### Page text
[Start of Attachment]
During its annual meeting earlier this week, the American Bar Association's policy-making House of Delegates compiled its collective wisdom and made recommendations to the legislative branch on many prescient legal matters including federal judicial nomination process, access to courts for military personnel and international criminal court procedure.

The two days of sessions in New York City were characterized as "productive" by Ohio delegation member and Ohio State Bar Association Assistant Executive Director Bill Weisenberg.

The 555 delegates from all 50 states approved recommendations to urge the U.S. Congress to expand active duty military members' access to the courts, especially when they are victims of government conduct deemed tortious. The recommendation is a call for the effective nullification of the Feres Doctrine, which denies military members access to the courts when they are victims of wrongful government conduct.

Weisenberg said the vote to send the recommendation was almost unanimous.
[End of Attachment]
### Supplied data
[Start of Attachment]
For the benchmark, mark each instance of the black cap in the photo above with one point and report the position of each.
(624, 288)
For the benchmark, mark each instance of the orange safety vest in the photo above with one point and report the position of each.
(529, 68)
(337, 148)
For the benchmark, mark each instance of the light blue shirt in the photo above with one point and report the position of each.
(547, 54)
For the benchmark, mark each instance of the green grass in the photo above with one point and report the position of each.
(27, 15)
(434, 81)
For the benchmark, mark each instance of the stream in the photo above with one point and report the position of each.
[End of Attachment]
### Instructions to follow
Reproduce everything in the bar association meeting text from "The 555 delegates" down to "was almost unanimous.".

### Task solution
The 555 delegates from all 50 states approved recommendations to urge the U.S. Congress to expand active duty military members' access to the courts, especially when they are victims of government conduct deemed tortious. The recommendation is a call for the effective nullification of the Feres Doctrine, which denies military members access to the courts when they are victims of wrongful government conduct.

Weisenberg said the vote to send the recommendation was almost unanimous.